▸ Problem 1: In the geometry proofs below, print the passage from "(Opposite angle of" up to and including "angle $90^\circ$ ." with no changes.

From (i) and (ii) we get

$\angle ADE = \angle B$

Hence DE || BC

14. Prove that cyclic parallelogram is a rectangle.

Ans: Let ABCD be the given cyclic parallelogram

$\angle A + \angle C = {180^\circ }{\kern 1pt} {\kern 1pt} {\kern 1pt} {\kern 1pt} {\kern 1pt} {\kern 1pt}  \ldots  \ldots  \ldots ..(i)$

$\angle A = \angle C$

(Opposite angle of a parallelogram are equal)  ........(ii)

From (i) and (ii)

$2\angle A =  {180^\circ }$

$\angle A= 90^\circ$

So, ABCD is a parallelogram having one angle $90^\circ$ .

Hence, $\angle ABCD$ is a rectangle.

15. A line is Passing through the centre of a circle. If it bisects chord AB and CD of the circle. Prove that ${\text{AB}}||{\text{CD}}$.

Ans: Line EF passes through the centre $O$ and bisects chord \[{\text{AB}}\] at $P$ and chord \[{\text{CD}}\]at $Q$

$\therefore {\text{P}}$, is the mid-Point of ${\text{AB}}$ and ${\text{Q}}$ is the mid-point of ${\text{CD}}$

But the line joining the mid-point of a chord to the centre of the circle is perpendicular to the

chord.

$OP \bot AB$ and $OQ \bot CD$

$\angle OPB = \angle OQD = {90^\circ }$

$\angle OPB + \angle OQD = {180^\circ }$

Hence,  ${\text{AB}}||{\text{CD}}$.

16. ${\text{AB}}$ and ${\text{CB}}$ are two chords of circle. Prove that BO bisects $\angle ABC$.

Ans: Join OA and OC

In $\vartriangle OAB$ And $\Delta OCB$

${\text{OA}} = {\text{OC}}$ (radii of circle)

${\text{OB}} = {\text{OB}}$ (common)

${\text{AB}} = {\text{CB}}$ (given)

$\Delta OAB = \Delta OCB$ (by SSS )

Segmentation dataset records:
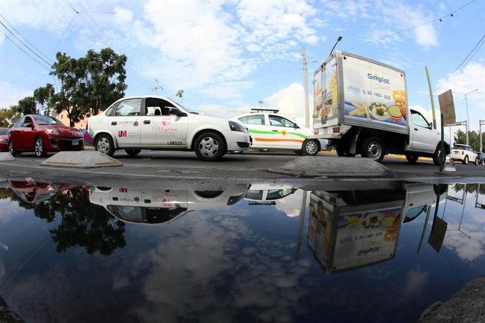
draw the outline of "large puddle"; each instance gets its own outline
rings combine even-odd
[[[27,322],[415,322],[485,273],[485,185],[169,188],[9,181],[0,296]]]

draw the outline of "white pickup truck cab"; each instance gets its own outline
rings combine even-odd
[[[173,99],[153,95],[124,97],[90,117],[84,140],[109,156],[117,149],[130,156],[141,149],[185,150],[206,161],[247,150],[250,145],[240,124],[202,116]]]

▸ Problem 2: Output every line of the segmentation dataset records above without alteration, omitting the pictures from your answer.

▸ Worked solution 1:
(Opposite angle of a parallelogram are equal)  ........(ii)

From (i) and (ii)

$2\angle A =  {180^\circ }$

$\angle A= 90^\circ$

So, ABCD is a parallelogram having one angle $90^\circ$ .

▸ Worked solution 2:
draw the outline of "large puddle"; each instance gets its own outline
rings combine even-odd
[[[27,322],[415,322],[485,273],[485,185],[169,188],[9,181],[0,296]]]

draw the outline of "white pickup truck cab"; each instance gets its own outline
rings combine even-odd
[[[173,99],[153,95],[124,97],[90,117],[84,140],[109,156],[117,149],[130,156],[141,149],[185,150],[206,161],[247,150],[250,145],[240,124],[202,116]]]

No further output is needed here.